• Saved entries:
<<<<
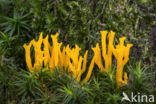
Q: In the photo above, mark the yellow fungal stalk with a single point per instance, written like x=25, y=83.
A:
x=121, y=54
x=51, y=56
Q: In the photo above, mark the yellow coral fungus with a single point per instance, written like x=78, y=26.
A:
x=121, y=54
x=52, y=56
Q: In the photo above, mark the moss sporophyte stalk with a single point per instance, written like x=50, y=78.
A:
x=70, y=59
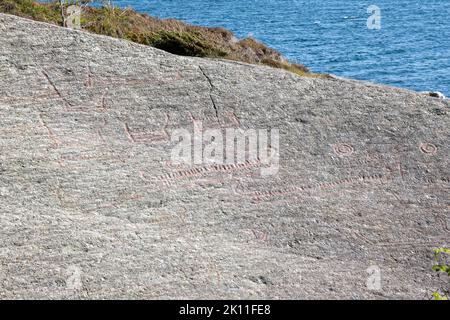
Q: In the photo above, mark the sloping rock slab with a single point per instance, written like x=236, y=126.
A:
x=91, y=205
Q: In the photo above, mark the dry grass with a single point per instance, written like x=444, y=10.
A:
x=167, y=34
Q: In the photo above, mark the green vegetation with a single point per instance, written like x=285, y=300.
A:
x=441, y=266
x=167, y=34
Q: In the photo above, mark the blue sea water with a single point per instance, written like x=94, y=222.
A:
x=411, y=50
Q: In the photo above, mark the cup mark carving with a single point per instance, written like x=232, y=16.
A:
x=429, y=149
x=343, y=149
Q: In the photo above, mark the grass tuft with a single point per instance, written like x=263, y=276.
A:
x=170, y=35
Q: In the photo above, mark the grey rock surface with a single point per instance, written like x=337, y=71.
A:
x=86, y=210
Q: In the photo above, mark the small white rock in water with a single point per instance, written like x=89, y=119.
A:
x=436, y=94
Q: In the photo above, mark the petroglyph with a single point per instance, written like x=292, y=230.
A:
x=170, y=178
x=343, y=149
x=84, y=136
x=428, y=148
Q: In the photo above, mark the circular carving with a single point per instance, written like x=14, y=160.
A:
x=343, y=149
x=428, y=148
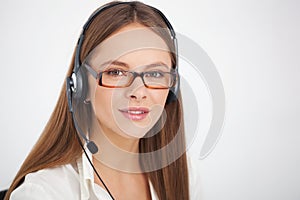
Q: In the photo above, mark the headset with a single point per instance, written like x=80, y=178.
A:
x=77, y=84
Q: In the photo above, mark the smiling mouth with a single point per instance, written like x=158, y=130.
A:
x=135, y=113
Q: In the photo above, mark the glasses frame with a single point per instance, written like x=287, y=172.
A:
x=98, y=77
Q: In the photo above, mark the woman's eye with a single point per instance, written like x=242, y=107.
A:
x=154, y=74
x=116, y=72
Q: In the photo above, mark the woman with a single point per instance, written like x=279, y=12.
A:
x=124, y=100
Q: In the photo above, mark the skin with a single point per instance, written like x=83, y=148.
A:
x=121, y=131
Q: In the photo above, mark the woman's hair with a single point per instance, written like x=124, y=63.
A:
x=58, y=144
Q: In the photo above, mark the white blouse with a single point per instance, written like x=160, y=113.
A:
x=77, y=183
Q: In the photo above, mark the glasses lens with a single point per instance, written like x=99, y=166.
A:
x=116, y=78
x=152, y=79
x=157, y=79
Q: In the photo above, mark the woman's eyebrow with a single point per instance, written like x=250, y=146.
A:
x=115, y=62
x=157, y=64
x=119, y=63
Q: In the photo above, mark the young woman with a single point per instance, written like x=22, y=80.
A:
x=118, y=133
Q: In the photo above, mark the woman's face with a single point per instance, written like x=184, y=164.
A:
x=130, y=111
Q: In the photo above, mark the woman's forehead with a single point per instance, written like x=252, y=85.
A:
x=127, y=40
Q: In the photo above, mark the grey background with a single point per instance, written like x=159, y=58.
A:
x=255, y=46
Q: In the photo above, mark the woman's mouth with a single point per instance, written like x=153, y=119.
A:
x=135, y=113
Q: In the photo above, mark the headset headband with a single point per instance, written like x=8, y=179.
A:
x=77, y=62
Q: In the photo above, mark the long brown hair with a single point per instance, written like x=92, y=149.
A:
x=58, y=144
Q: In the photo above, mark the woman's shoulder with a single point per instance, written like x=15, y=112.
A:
x=50, y=183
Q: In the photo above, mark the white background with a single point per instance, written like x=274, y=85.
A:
x=254, y=44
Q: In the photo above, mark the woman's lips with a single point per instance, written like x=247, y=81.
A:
x=135, y=113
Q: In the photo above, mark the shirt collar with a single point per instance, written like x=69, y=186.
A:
x=86, y=177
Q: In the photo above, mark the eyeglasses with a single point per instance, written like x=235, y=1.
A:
x=118, y=78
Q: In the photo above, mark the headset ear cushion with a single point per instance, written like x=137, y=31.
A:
x=81, y=85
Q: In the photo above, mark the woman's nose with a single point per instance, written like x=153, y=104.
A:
x=137, y=90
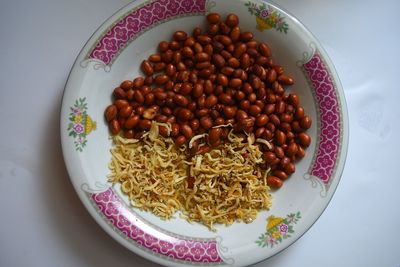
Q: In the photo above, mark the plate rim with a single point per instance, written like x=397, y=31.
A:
>>>>
• Work instruction:
In case the records contain pictures, keep those out and repeat the rest exactly.

• Task answer:
Q: In the photo above, mark the yellow fungal stalk with a single point per instance, written like x=25, y=83.
A:
x=121, y=54
x=51, y=56
Q: In the photo above, mark the yellow coral fungus with a single point per instance, written like x=78, y=26.
A:
x=121, y=54
x=52, y=56
Q: In the photo above, mark the moss sporophyte stalk with a single point per instance, written like x=50, y=78.
A:
x=70, y=59
Q: In the photo above, mark the sloping rock slab with a single point per instance, written like x=236, y=126.
A:
x=91, y=205
Q: In the photo above, mark the dry grass with a single point per instance, written like x=444, y=10.
A:
x=167, y=34
Q: In the photo above, mark the green vegetation with a single point per instance, written like x=285, y=300.
A:
x=441, y=266
x=167, y=34
Q: In the photo above, mark the blue sea water with a single point per instance, written like x=94, y=222.
A:
x=411, y=50
Q: In the photo above, mark the cup mark carving with a single point per instance, written like x=232, y=16.
A:
x=429, y=149
x=343, y=149
Q: In the photo above, mark the grass tuft with a single point per instance, written like x=263, y=276.
A:
x=170, y=35
Q: In the photo above, mark the grey rock surface with a single point per instance, written like x=337, y=71.
A:
x=86, y=210
Q: In the photo above, mark the small white rock in water with a single point per instance, written like x=89, y=119.
A:
x=436, y=94
Q: In the photo above, mark the petroglyph with a single point per instance, written like x=292, y=230.
A:
x=170, y=178
x=343, y=149
x=84, y=136
x=428, y=148
Q: In the photo above, mark the circular carving with a single point per instance, written like x=14, y=160.
A:
x=343, y=149
x=428, y=148
Q: In the photo above, mark the headset with a single point per instance, written like x=80, y=178.
A:
x=77, y=84
Q: In the photo above, mark the smiling mouth with a single point per instance, written like x=158, y=130.
A:
x=135, y=113
Q: In the photo above, mark the glasses frame with a single point per instance, written like x=287, y=172.
A:
x=98, y=77
Q: In the photo above, mark the woman's eye with a single point per instance, written like x=242, y=107.
A:
x=154, y=74
x=116, y=72
Q: In the photo above, mark the woman with a single point per instance, written like x=279, y=12.
A:
x=124, y=100
Q: In the photo above, mark the skin with a single point per instance, written like x=83, y=148.
A:
x=121, y=131
Q: In the photo above, mark the woman's hair with a single point per instance, written like x=124, y=63.
A:
x=58, y=144
Q: In the photo above, mark the white blouse with a single point per instance, written like x=160, y=113.
A:
x=77, y=183
Q: In the photo above, mark the glasses lens with a single point per instance, written like x=99, y=166.
A:
x=116, y=78
x=152, y=79
x=157, y=79
Q: In the photo above, mark the woman's eyebrow with a single point per instance, written like x=250, y=146.
A:
x=115, y=62
x=157, y=64
x=119, y=63
Q: In the photo above, mark the young woman with a single point per instance, written like x=22, y=80.
A:
x=118, y=133
Q: In the photo above, mark the woman's face with a single point per instance, written like x=184, y=164.
A:
x=130, y=111
Q: In the photo above, mark the woman's forehead with a single point per instance, written like x=252, y=85.
A:
x=127, y=40
Q: In the photo above, mark the grey background with a single point per instance, written like x=159, y=58.
A:
x=255, y=46
Q: In the photo above, mark the woman's mouth with a single point per instance, written like x=153, y=119.
A:
x=135, y=113
Q: In the photo above, mark the headset headband with a single point per instance, written like x=8, y=179.
A:
x=77, y=62
Q: In the photo above, mark the long brown hair with a single point per instance, written like x=92, y=149.
A:
x=58, y=144
Q: In the photo above, mark the woman's shoulder with a single point per instance, written like x=15, y=112.
A:
x=50, y=183
Q: In the photo above, mark the white background with a single point per instance, written like x=274, y=85.
A:
x=254, y=44
Q: In the photo above, mark the woman's lips with a single point per instance, written like x=247, y=81.
A:
x=135, y=113
Q: In the photo above, mark the shirt collar with a single point per instance, written like x=69, y=186.
A:
x=86, y=177
Q: In the photo above, mark the eyeglasses with a single point per instance, written like x=235, y=1.
A:
x=118, y=78
Q: In the photo above, mark the headset ear cushion with a single point per instance, written like x=137, y=31.
A:
x=81, y=85
Q: In the photo above, mark the woman's nose with a single point per instance, written like x=153, y=104.
A:
x=137, y=90
Q: In the photo above, mark the plate rim with a single point per instance, written like x=397, y=31.
A:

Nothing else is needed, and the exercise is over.